Copy everything in the listing below word for word, apart from any images.

* START Dataset records *

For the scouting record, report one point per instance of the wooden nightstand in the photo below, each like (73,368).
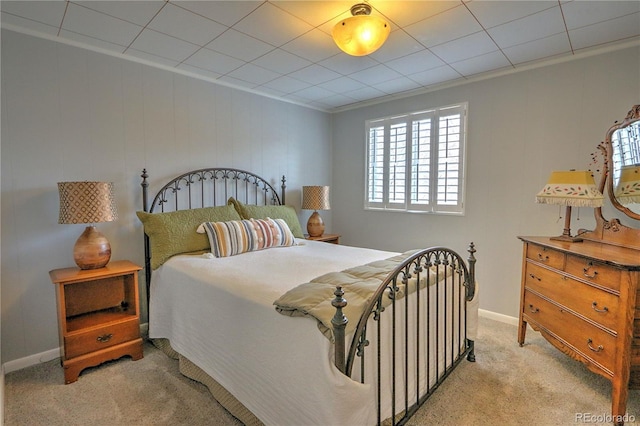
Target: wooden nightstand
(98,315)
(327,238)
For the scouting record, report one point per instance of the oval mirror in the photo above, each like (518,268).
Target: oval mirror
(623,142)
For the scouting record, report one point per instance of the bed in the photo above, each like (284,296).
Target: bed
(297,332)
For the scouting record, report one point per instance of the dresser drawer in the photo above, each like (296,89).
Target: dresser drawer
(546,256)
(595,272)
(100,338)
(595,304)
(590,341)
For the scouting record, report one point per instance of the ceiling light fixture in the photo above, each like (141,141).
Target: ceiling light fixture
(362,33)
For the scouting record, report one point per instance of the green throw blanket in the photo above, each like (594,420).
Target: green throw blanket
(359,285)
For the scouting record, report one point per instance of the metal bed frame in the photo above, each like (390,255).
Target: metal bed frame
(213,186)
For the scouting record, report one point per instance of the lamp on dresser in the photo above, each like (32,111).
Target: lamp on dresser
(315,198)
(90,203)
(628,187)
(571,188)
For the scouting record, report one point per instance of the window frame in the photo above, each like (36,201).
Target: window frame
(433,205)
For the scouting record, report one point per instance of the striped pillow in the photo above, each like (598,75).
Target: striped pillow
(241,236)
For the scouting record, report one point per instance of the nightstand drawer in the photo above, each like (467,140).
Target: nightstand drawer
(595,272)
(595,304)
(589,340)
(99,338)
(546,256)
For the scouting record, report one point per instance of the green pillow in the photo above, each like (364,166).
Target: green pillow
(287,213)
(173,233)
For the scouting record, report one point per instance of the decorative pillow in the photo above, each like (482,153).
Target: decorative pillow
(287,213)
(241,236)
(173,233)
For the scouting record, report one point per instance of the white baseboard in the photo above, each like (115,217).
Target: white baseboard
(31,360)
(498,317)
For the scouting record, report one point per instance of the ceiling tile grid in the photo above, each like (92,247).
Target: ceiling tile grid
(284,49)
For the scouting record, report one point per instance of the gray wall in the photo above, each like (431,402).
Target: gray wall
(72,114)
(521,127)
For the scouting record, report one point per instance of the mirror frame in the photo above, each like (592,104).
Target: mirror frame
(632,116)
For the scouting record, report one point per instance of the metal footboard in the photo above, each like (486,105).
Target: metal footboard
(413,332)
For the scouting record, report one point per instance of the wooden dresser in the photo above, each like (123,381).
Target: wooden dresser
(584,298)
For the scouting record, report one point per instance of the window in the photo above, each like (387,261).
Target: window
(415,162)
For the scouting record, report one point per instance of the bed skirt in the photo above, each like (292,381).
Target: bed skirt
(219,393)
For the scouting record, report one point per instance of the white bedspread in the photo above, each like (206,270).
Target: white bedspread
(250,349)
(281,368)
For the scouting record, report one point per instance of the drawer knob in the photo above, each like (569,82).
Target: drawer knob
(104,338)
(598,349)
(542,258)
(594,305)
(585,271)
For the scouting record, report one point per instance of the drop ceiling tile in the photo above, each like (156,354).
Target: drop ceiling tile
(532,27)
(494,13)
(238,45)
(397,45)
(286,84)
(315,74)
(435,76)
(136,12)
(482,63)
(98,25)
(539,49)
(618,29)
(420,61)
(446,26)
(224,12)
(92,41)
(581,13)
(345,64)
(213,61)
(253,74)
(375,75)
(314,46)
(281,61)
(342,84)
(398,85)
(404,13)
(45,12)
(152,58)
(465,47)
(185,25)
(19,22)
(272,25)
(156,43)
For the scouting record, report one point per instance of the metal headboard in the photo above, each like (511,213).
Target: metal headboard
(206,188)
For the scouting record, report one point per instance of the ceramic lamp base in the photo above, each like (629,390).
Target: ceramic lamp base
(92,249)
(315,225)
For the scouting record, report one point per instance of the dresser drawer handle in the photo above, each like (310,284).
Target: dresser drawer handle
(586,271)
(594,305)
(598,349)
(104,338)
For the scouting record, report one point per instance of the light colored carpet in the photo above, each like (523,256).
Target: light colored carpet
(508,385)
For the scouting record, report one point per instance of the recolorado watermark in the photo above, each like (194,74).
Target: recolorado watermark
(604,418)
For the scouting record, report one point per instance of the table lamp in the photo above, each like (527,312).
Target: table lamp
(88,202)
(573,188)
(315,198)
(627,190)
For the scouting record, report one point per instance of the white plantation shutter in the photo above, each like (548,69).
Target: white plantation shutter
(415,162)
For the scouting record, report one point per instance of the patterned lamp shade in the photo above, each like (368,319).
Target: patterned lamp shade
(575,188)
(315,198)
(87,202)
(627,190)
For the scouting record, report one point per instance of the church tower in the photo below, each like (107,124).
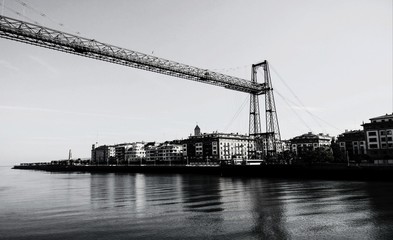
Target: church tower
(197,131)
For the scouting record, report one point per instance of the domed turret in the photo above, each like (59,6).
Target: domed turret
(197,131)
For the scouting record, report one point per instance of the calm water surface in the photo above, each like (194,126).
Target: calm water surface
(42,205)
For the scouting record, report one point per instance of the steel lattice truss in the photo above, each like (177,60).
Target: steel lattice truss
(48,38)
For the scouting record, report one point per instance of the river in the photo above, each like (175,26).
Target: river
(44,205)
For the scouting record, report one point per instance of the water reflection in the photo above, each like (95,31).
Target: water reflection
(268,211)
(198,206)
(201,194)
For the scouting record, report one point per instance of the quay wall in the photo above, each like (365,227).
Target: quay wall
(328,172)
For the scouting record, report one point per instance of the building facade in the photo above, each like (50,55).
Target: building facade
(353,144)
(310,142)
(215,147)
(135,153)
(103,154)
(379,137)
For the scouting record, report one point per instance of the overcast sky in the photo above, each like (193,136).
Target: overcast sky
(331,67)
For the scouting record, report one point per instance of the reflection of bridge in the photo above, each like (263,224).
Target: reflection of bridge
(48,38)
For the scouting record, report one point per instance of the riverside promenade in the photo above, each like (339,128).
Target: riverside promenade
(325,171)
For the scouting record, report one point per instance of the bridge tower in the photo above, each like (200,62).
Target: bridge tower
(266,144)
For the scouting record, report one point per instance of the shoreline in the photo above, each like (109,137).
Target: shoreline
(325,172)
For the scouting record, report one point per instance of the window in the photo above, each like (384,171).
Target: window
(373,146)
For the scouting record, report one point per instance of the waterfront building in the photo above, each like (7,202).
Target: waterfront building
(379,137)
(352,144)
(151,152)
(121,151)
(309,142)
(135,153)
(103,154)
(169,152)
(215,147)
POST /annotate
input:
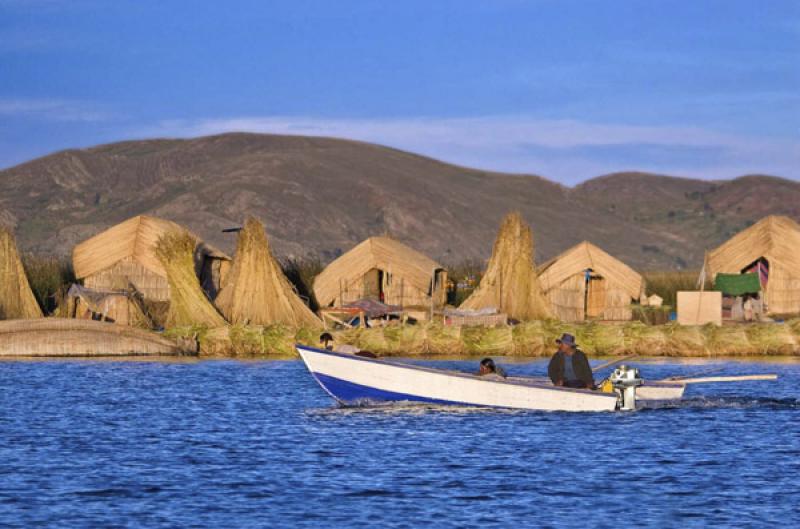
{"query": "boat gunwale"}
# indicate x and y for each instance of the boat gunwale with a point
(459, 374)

* END Dataset records *

Task result:
For the scouting record, report one point per instance of the wooden nightstand in the photo below, each like (73,368).
Target: wooden nightstand
(98,315)
(327,238)
For the scouting record, report one point per instance of the oval mirror in the photo above, each like (518,268).
Target: oval mirror
(623,142)
For the scouting record, report one point per instance of the bed in the photo above, each like (284,296).
Target: bed
(297,332)
For the scouting record, report one point per instance of the dresser drawer in the photo above, each like (296,89).
Target: dresser drawer
(546,256)
(595,272)
(100,338)
(595,304)
(590,341)
For the scouting record, report one point per instance of the ceiling light fixture in the photo above, each like (141,141).
Target: ceiling light fixture
(362,33)
For the scouting record, report one point per instance of the green throw blanket in the photo above, each like (594,420).
Target: green throw blanket
(359,285)
For the scouting record, report one point per instance of the metal bed frame in the photo above, each like (390,255).
Target: metal bed frame
(213,186)
For the scouting record, report one point per instance of the lamp on dresser in the photo above, each like (32,111).
Target: lamp on dresser
(315,198)
(90,203)
(628,187)
(571,188)
For the scouting record, report one point per instance of the window frame in the photo above, each like (36,201).
Target: window frame
(433,205)
For the scouting record, report one point per instance of the striped pillow in the photo above, each like (598,75).
Target: striped pillow
(241,236)
For the scouting record, report one point per instance of the nightstand drawer in the photo above, each like (467,140).
Target: nightstand drawer
(595,272)
(595,304)
(589,340)
(99,338)
(546,256)
For the scouting record, report one point per instance of the green pillow in the photo above, each like (364,166).
Target: green pillow
(287,213)
(173,233)
For the scouting record, report one point per instance of the decorative pillow in the photo above, each like (482,153).
Target: decorative pillow
(287,213)
(241,236)
(173,233)
For the scouting record, report one point per instance of the white baseboard in the photo above, each like (115,217).
Target: white baseboard
(31,360)
(498,317)
For the scouting record, report one point per instance of the ceiling tile grid in the photo above, each like (92,247).
Target: ceiling tile grid
(284,49)
For the scouting record, report one point per instance of the gray wall in the photo above, each like (431,402).
Target: gray wall
(72,114)
(521,127)
For the scouting record, report one point per instance of the mirror frame in the photo above, each like (592,104).
Target: mirror frame
(632,116)
For the scouting record, report one point per instance of the metal footboard in the photo above, each like (486,105).
Target: metal footboard
(413,332)
For the scouting record, report one point per instance of the wooden dresser in the photo above, each like (123,381).
Target: wooden dresser
(584,298)
For the scouting record, report one point per instance of the window in the photo above, each like (387,261).
Target: window
(415,162)
For the scouting record, report one point per instance of the bed skirt in the photo above, each like (292,381).
Target: bed skirt
(219,393)
For the scouting record, report one point per instance of the white bedspread in the photo above, each like (206,270).
Target: white bedspread
(250,349)
(281,368)
For the scouting record, report one point per instance of the drawer knob in the photo above, each like (569,82).
Target: drawer knob
(104,338)
(598,349)
(542,258)
(594,305)
(585,271)
For the scouting record, report one point per instance of the drop ceiling tile in the photo above, each like (156,354).
Target: drop ceiling tile
(532,27)
(494,13)
(238,45)
(397,45)
(286,84)
(315,74)
(435,76)
(136,12)
(482,63)
(98,25)
(539,49)
(618,29)
(420,61)
(446,26)
(224,12)
(92,41)
(581,13)
(345,64)
(213,61)
(253,74)
(375,75)
(314,46)
(281,61)
(342,84)
(398,85)
(404,13)
(45,12)
(152,58)
(465,47)
(185,25)
(19,22)
(272,25)
(156,43)
For the scouting record, report one point per instance of the metal headboard in the photo above, each like (511,213).
Target: metal headboard
(206,188)
For the scouting record, report one point per instance of the ceramic lamp base in the photo above, each like (629,390).
Target: ceramic lamp base
(92,249)
(315,225)
For the scouting record, report one point per instance of the dresser drawer handle in the photo above, each like (310,284).
Target: dresser drawer handle
(586,271)
(594,305)
(598,349)
(104,338)
For the scouting record, report one point per instance of the light colored carpet in the photo above, each like (523,256).
Target: light colored carpet
(508,385)
For the scouting record, report one point per instance of the recolorado watermark in the photo above, each like (194,74).
Target: recolorado watermark
(604,418)
For the scouting record, report one point per instance of the table lamp in the photo above, each like (527,312).
Target: table lamp
(88,202)
(573,188)
(315,198)
(627,190)
For the scouting record, report one point per instance of the white plantation shutter in the photo above, each like (548,69).
Target: white plantation shutter
(415,162)
For the scouting record, report one point per instance of the patterned lamp shade in the photo above, each like (368,319).
Target: patterned lamp shade
(575,188)
(315,198)
(87,202)
(627,190)
For the scouting record, report one point per instance of the church tower in the photo below, each like (107,124).
Target: church tower
(197,131)
For the scouting record, report one point per instance of the domed turret in the photo above, each like (59,6).
Target: domed turret
(197,131)
For the scouting record, report one point per instance of the calm water surface in the photo above, each like (194,126).
Target: calm water surface
(42,205)
For the scouting record, report one point per instance of the steel lattice truss in the photo above, each like (177,60).
Target: steel lattice truss
(48,38)
For the scouting record, report one point per instance of the river in the photo above, each like (175,26).
Target: river
(44,205)
For the scouting record, report one point per instance of the water reflection in the photo above, each like (95,31).
Target: water reflection
(268,211)
(198,206)
(201,194)
For the scouting record, report one point per instance of the quay wall in the photo above, each like (365,227).
Target: quay wall
(328,172)
For the scouting record, report one point per instance of the building facade in the photo above, each like (50,55).
Target: building facade
(353,144)
(310,142)
(215,147)
(135,153)
(103,154)
(379,137)
For the scouting record, report one point per instance of the overcast sky in the photo above, each like (193,136).
Target: overcast sky
(331,67)
For the scouting record, report one point per instance of the reflection of bridge in the photo above, each like (263,224).
Target: reflection of bridge
(48,38)
For the scouting record, report one point per instance of the riverside promenade in the photo above, each like (339,128).
Target: riverside promenade
(325,171)
For the scouting record, report one point per instance of the bridge tower in the photo above, each like (200,62).
Target: bridge tower
(266,144)
For the scouting record, report one point per instance of the shoreline in the photo above, each like (109,137).
Target: shoreline
(325,172)
For the scouting record, report one point per instance of the window in the photo above, each like (384,171).
Target: window
(373,146)
For the scouting record, report one point per instance of the waterfront building in the photo above, each like (7,202).
Target: waterfront building
(379,137)
(352,144)
(151,152)
(121,151)
(309,142)
(135,153)
(103,154)
(169,152)
(215,147)
POST /annotate
input:
{"query": "boat gunwale"}
# indicate x and y for each instance of the boat gunwale with a point
(459, 374)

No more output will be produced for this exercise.